What to work on
Copy out each line of the records that contains the word "every".

Material

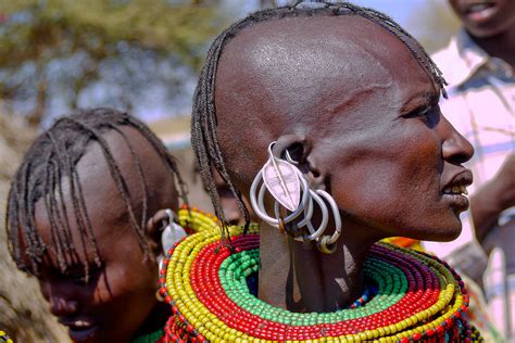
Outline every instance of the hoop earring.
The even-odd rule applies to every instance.
[[[317,249],[326,254],[336,252],[336,241],[341,234],[341,217],[336,201],[324,190],[310,189],[304,176],[296,166],[297,162],[291,158],[288,151],[286,151],[286,161],[274,156],[272,152],[274,144],[275,142],[272,142],[268,145],[268,160],[252,181],[250,188],[252,209],[263,221],[281,231],[286,231],[287,224],[296,224],[300,229],[305,228],[304,234],[287,232],[294,240],[315,241]],[[274,198],[275,217],[269,216],[265,209],[266,190]],[[335,232],[331,236],[323,234],[330,216],[325,201],[331,207],[335,221]],[[311,221],[314,204],[321,208],[322,213],[322,221],[316,229]],[[281,215],[281,207],[286,208],[286,216]]]

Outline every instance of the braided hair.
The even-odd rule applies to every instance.
[[[262,10],[250,14],[246,18],[233,24],[224,30],[212,43],[208,56],[205,59],[202,72],[200,74],[199,82],[193,94],[193,111],[191,118],[191,142],[201,172],[202,180],[208,189],[215,213],[223,221],[223,234],[228,234],[226,230],[226,220],[222,209],[219,195],[216,192],[216,186],[213,178],[212,168],[214,167],[222,178],[227,182],[233,194],[236,196],[238,206],[246,218],[246,227],[250,223],[249,211],[246,207],[241,193],[235,188],[229,174],[227,173],[222,151],[218,144],[216,134],[216,110],[215,110],[215,81],[216,69],[219,58],[226,45],[246,27],[285,17],[310,17],[310,16],[355,16],[359,15],[373,23],[376,23],[398,37],[410,50],[417,63],[423,69],[435,80],[442,91],[443,97],[447,97],[443,89],[447,85],[442,77],[440,69],[435,62],[429,58],[424,48],[399,24],[387,15],[375,10],[361,8],[348,2],[325,2],[313,1],[304,2],[298,1],[292,5],[285,5],[276,9]]]
[[[20,269],[37,274],[38,264],[41,263],[47,250],[47,244],[43,242],[35,220],[35,205],[41,199],[48,213],[51,244],[55,249],[60,270],[64,272],[70,267],[70,262],[65,256],[75,253],[78,249],[73,244],[68,211],[73,211],[77,228],[83,237],[80,249],[86,251],[87,244],[89,244],[93,250],[95,263],[100,266],[99,249],[86,211],[83,187],[76,169],[77,163],[87,152],[90,142],[97,142],[100,145],[117,192],[125,203],[130,226],[138,236],[139,245],[145,252],[146,258],[149,256],[150,247],[145,237],[149,203],[148,183],[141,161],[127,135],[121,129],[122,126],[135,128],[152,145],[168,172],[175,176],[179,194],[187,203],[186,183],[178,173],[175,160],[143,123],[127,113],[111,109],[80,110],[71,116],[58,119],[50,129],[34,141],[11,182],[5,227],[9,249]],[[140,220],[137,219],[135,206],[130,202],[126,180],[103,137],[110,130],[121,135],[135,161],[142,189]],[[67,178],[66,182],[70,185],[71,203],[66,203],[63,198],[63,178]],[[68,209],[68,207],[71,208]],[[23,258],[22,250],[29,259],[29,266]],[[84,267],[87,278],[88,265],[85,264]]]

Output of the exercise
Outline every instance of the hoop earring.
The even-odd rule applies to every instance.
Outline every instance of the braided hair.
The even-odd rule applies to every instance.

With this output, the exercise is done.